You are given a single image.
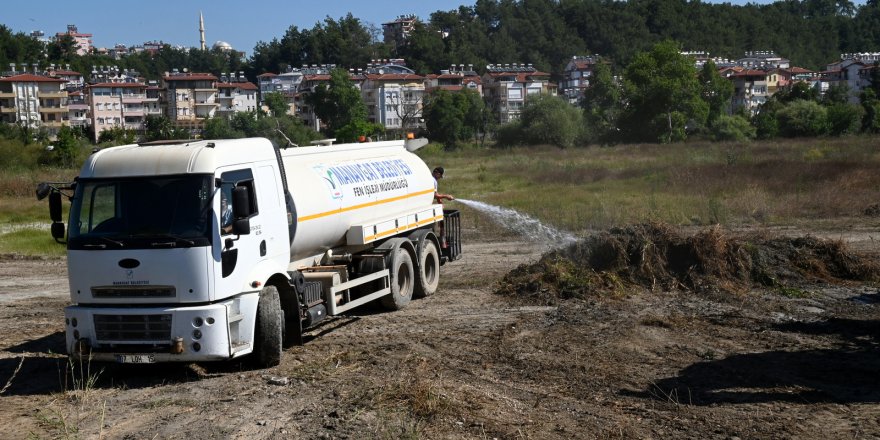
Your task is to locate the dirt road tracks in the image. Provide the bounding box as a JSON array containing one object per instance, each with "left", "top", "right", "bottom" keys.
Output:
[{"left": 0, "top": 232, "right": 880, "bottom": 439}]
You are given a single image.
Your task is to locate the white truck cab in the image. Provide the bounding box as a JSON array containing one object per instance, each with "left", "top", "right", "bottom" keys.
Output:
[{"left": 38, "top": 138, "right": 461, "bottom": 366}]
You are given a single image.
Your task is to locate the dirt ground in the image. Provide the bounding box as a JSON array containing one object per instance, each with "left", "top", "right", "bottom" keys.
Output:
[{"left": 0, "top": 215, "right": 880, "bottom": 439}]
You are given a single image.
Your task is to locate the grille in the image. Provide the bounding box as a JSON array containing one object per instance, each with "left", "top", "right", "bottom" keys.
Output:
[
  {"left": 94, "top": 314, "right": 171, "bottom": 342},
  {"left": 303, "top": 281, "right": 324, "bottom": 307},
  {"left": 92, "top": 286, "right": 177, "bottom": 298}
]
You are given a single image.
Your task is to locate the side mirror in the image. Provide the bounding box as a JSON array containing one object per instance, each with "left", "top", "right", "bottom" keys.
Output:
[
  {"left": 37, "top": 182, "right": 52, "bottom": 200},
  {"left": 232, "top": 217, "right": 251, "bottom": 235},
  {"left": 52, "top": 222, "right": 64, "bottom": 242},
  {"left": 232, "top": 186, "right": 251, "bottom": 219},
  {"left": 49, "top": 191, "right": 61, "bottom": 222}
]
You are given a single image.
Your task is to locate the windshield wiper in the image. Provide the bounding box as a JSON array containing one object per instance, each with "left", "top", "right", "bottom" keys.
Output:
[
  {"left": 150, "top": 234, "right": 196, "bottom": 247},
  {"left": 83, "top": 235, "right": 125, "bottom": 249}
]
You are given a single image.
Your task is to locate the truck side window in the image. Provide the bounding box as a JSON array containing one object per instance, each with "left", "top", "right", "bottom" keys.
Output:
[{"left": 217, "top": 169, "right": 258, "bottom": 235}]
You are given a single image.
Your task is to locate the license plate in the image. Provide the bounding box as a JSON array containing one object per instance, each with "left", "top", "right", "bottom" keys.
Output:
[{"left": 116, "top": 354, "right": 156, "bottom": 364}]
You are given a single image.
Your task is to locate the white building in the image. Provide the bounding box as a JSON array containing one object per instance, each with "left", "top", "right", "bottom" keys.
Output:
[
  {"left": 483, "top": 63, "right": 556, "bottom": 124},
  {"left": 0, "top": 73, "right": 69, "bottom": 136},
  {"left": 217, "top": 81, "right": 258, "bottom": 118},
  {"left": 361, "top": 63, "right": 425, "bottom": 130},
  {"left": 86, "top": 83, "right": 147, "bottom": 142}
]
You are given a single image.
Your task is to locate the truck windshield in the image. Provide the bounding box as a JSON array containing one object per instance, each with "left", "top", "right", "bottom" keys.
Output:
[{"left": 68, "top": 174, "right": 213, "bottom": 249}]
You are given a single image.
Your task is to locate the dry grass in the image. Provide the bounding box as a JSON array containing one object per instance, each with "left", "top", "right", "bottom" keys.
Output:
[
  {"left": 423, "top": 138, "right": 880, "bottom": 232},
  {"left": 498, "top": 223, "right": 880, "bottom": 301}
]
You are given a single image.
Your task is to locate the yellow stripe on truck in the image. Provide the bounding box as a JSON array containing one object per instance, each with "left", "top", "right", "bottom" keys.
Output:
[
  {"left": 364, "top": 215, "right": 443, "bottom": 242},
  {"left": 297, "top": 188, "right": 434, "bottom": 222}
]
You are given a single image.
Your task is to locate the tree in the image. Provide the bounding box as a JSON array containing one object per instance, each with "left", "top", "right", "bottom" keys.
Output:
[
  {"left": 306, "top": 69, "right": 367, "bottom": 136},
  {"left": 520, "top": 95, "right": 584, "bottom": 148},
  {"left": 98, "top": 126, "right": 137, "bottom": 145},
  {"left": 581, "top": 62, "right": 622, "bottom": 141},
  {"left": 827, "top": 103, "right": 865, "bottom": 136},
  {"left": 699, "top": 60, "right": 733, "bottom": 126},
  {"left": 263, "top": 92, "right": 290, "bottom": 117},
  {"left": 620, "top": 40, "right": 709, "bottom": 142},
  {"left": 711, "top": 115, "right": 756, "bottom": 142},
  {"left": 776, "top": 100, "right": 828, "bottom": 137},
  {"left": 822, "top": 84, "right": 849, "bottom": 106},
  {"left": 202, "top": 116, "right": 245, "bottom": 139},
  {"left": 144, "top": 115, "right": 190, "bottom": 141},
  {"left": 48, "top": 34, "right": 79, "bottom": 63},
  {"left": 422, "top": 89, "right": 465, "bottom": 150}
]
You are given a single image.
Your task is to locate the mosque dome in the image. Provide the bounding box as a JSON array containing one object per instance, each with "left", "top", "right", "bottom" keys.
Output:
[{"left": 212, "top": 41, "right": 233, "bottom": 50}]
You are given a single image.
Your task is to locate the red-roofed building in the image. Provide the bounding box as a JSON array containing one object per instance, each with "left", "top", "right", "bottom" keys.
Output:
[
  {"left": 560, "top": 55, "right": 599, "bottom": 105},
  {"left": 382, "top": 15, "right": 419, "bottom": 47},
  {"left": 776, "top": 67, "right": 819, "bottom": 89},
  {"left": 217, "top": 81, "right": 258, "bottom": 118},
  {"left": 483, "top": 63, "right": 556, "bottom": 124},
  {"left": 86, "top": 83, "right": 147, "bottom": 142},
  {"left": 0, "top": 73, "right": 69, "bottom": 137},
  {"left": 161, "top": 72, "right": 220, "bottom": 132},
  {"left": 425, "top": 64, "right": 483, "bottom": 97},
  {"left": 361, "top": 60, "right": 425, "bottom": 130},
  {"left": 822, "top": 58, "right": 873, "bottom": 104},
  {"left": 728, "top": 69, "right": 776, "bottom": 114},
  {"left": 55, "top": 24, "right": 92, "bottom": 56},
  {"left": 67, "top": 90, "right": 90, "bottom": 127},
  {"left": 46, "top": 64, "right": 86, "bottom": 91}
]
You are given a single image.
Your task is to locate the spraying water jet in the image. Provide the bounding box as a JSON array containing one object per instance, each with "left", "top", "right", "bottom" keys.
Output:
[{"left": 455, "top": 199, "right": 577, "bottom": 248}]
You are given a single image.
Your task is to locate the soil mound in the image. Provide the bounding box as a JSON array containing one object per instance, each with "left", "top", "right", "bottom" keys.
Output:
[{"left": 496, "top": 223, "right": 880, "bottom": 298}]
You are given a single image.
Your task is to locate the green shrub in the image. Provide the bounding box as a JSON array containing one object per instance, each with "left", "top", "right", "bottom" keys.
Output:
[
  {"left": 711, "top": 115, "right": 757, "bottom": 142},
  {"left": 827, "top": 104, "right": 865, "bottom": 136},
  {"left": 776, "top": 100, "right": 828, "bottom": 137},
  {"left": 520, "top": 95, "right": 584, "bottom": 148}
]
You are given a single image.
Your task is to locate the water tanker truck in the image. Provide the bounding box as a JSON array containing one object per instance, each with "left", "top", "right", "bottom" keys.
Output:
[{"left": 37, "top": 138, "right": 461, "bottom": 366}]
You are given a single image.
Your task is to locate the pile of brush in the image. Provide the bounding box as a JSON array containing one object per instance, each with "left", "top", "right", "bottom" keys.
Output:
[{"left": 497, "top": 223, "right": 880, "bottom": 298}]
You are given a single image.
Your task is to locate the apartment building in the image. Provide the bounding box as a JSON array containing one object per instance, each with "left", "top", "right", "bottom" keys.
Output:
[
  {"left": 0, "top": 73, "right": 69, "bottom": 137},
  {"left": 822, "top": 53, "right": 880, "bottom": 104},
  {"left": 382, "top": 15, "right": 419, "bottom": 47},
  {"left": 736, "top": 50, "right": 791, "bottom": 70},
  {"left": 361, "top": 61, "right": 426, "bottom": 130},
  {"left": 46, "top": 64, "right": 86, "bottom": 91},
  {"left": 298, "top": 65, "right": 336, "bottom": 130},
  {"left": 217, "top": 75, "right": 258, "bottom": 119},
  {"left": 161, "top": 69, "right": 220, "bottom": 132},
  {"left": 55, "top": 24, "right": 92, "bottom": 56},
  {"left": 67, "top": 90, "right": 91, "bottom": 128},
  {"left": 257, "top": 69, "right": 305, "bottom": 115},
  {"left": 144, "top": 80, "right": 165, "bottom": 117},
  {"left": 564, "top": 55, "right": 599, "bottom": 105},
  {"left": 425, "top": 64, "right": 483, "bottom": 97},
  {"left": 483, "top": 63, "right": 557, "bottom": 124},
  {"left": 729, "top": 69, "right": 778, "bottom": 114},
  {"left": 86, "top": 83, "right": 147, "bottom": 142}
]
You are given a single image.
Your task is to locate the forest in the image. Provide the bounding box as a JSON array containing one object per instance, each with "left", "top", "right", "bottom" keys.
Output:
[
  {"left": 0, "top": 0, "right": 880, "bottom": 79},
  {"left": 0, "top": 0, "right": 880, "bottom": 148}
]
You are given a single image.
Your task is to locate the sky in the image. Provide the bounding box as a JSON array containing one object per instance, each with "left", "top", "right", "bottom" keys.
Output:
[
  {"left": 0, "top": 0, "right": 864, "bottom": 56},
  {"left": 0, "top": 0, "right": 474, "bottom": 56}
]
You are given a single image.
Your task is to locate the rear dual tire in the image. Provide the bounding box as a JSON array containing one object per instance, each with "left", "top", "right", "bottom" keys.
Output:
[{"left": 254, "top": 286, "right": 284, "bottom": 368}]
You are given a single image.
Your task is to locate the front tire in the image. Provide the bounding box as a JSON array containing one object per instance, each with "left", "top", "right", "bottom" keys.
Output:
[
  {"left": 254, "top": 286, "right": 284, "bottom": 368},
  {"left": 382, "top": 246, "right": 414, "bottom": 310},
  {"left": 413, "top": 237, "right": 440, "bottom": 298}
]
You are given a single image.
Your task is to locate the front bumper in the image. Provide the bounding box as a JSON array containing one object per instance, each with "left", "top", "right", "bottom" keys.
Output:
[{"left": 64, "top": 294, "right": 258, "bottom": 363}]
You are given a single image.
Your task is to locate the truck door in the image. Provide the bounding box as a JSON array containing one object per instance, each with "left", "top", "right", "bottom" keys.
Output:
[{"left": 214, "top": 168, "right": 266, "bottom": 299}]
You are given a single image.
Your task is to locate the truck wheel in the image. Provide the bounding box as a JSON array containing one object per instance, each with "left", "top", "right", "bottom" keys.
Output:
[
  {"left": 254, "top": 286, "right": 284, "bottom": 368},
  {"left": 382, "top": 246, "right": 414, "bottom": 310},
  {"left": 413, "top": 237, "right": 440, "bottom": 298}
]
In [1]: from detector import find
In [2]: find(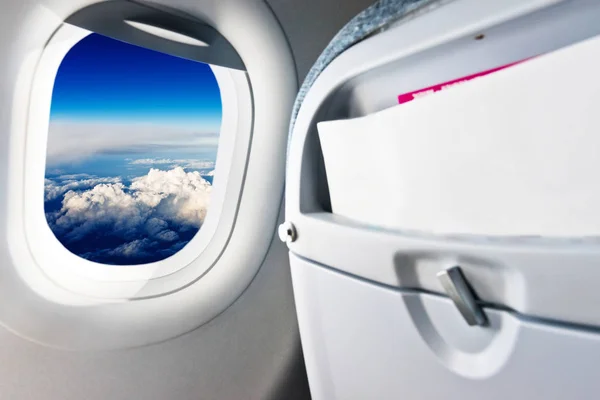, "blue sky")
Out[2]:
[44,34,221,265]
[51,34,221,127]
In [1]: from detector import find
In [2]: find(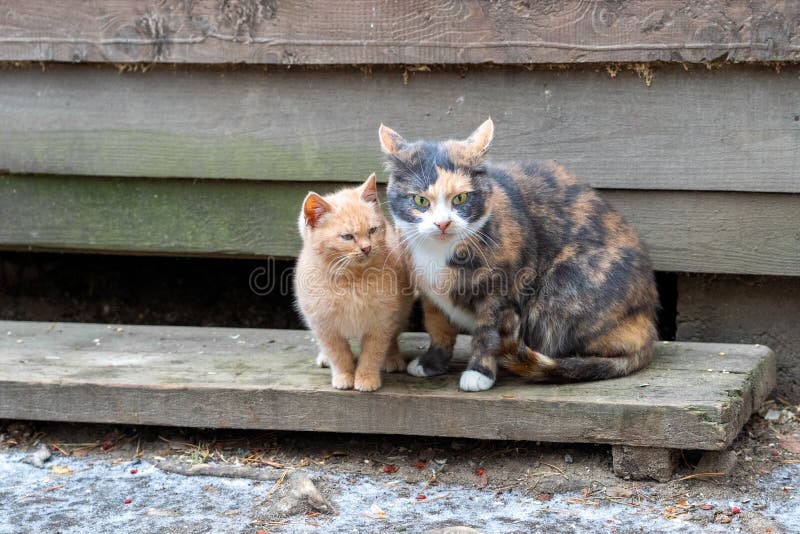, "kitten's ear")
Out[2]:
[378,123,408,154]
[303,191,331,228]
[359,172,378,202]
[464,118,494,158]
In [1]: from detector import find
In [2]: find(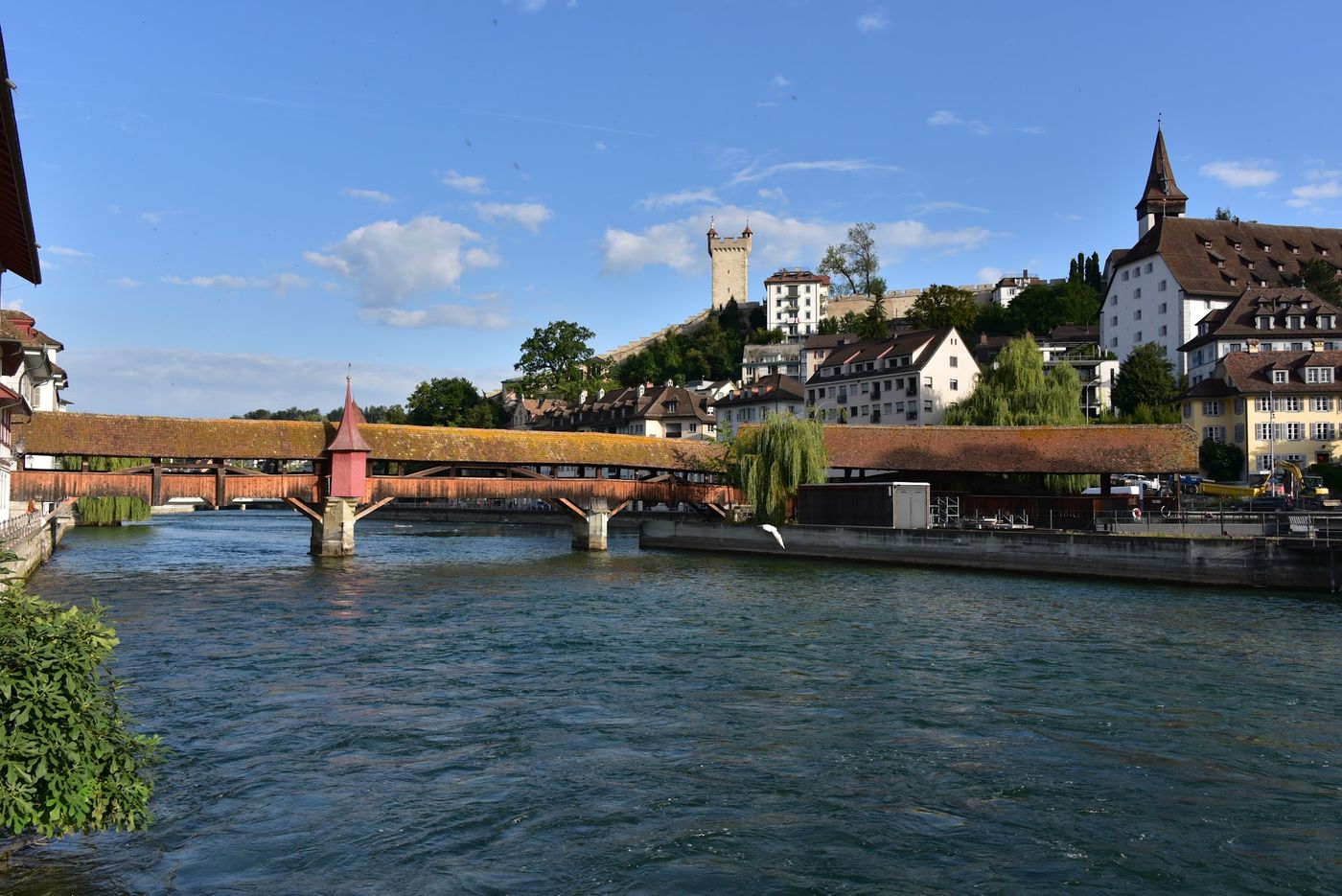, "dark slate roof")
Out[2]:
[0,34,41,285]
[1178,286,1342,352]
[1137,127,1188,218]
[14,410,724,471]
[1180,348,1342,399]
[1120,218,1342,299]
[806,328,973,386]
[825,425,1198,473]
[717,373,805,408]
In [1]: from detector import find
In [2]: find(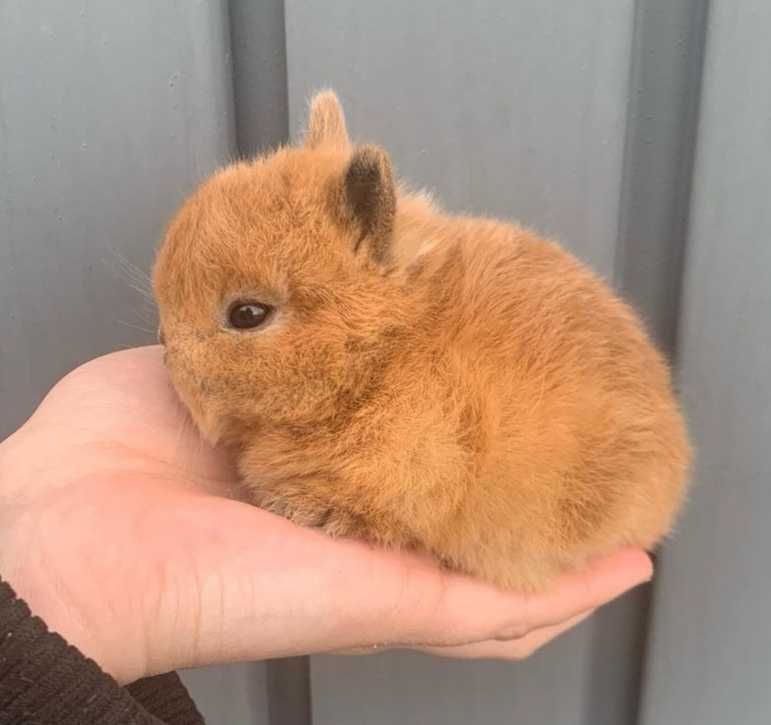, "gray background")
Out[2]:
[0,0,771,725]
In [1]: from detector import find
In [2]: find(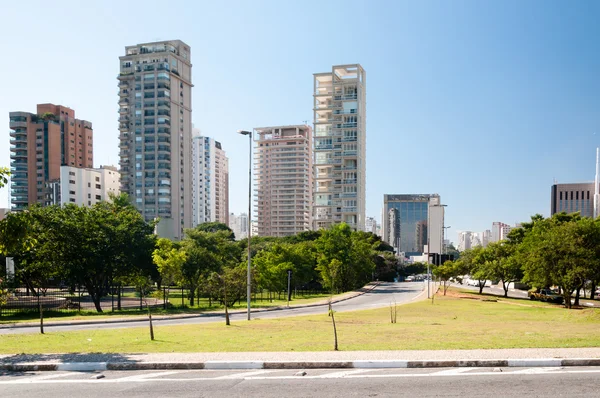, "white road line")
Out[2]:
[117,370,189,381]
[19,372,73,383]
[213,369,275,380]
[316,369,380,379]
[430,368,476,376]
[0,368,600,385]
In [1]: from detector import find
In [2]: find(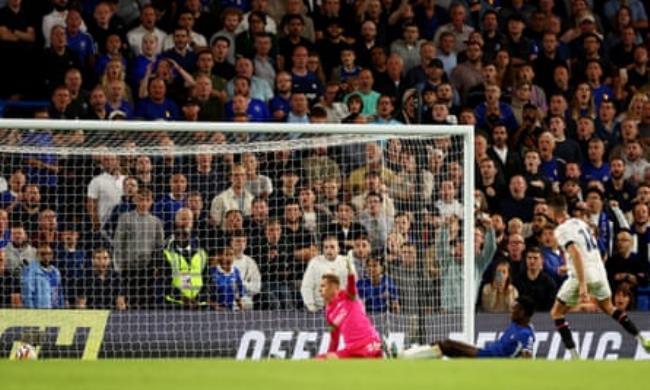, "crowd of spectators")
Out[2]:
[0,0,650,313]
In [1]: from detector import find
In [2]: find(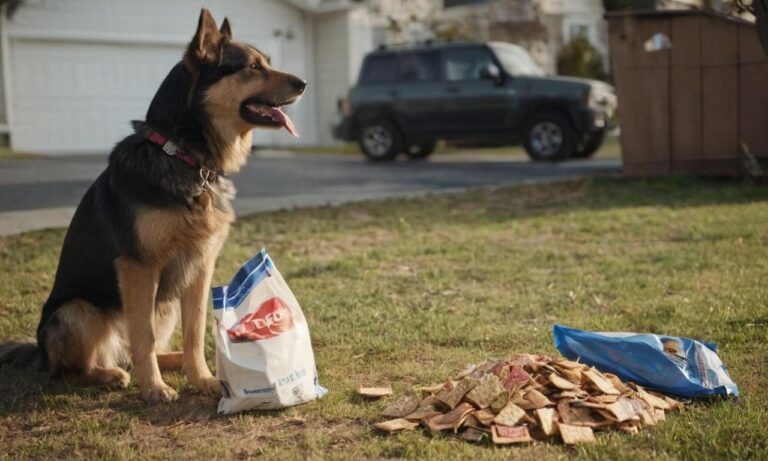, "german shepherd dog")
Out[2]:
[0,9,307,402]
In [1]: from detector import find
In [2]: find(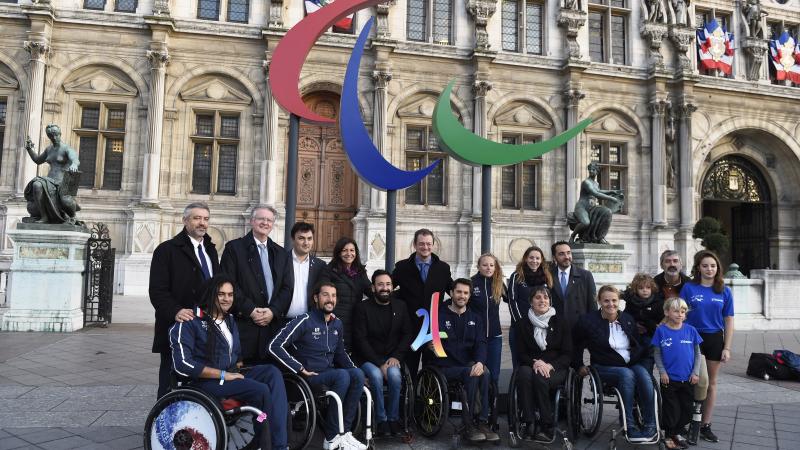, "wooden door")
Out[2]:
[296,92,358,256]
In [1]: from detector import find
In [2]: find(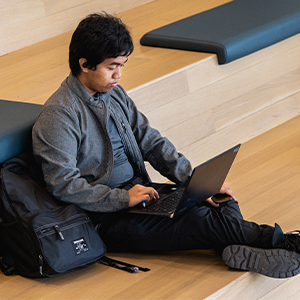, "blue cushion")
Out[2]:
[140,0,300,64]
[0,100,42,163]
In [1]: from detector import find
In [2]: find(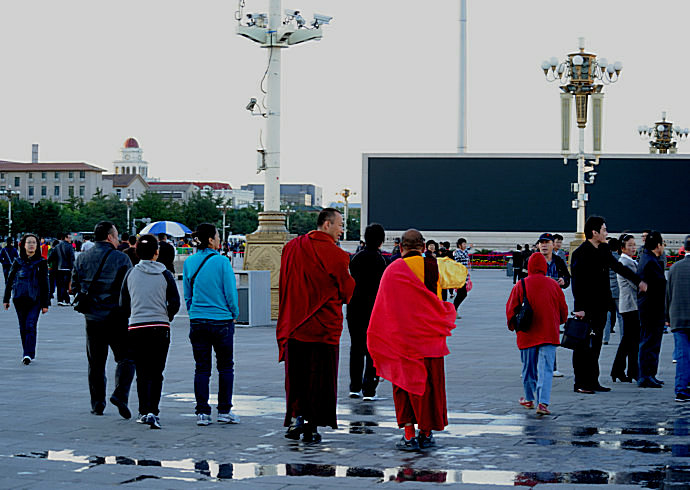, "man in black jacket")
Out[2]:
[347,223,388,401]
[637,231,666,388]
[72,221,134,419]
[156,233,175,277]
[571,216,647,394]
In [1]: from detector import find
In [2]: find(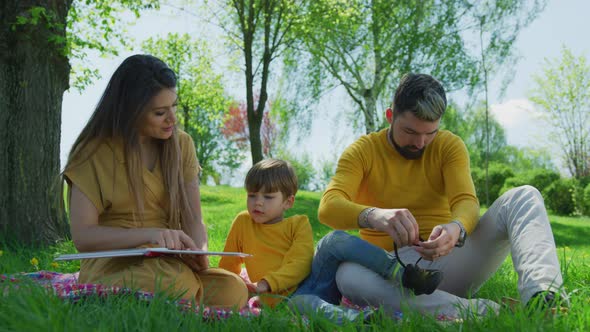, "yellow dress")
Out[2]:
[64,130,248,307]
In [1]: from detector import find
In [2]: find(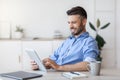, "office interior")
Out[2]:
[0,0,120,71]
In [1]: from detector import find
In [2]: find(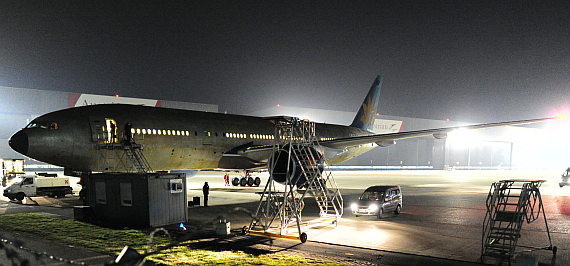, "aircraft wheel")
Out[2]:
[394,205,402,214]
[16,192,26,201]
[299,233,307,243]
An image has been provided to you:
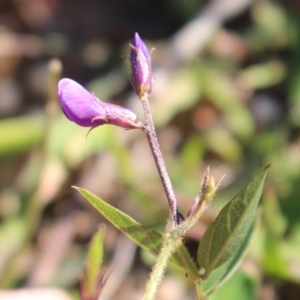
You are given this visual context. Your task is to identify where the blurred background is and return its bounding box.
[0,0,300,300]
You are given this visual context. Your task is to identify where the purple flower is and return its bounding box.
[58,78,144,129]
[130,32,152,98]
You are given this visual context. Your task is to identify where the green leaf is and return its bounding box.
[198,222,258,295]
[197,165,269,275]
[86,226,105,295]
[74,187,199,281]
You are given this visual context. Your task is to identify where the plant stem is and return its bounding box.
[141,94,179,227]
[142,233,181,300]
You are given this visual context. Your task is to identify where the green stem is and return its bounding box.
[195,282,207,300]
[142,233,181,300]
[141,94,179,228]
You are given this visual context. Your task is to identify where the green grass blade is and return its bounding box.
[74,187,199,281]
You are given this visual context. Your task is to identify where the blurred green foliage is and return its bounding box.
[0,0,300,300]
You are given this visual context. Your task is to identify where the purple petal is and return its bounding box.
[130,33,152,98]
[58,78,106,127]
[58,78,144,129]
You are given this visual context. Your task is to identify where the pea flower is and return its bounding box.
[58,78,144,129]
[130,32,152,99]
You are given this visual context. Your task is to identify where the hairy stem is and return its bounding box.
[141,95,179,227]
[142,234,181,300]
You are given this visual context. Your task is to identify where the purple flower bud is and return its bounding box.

========

### WRITTEN REQUEST:
How many lines of the records above contain the string "front"? Treat case as significant and reply with the number alone.

### PROBLEM SOLUTION:
2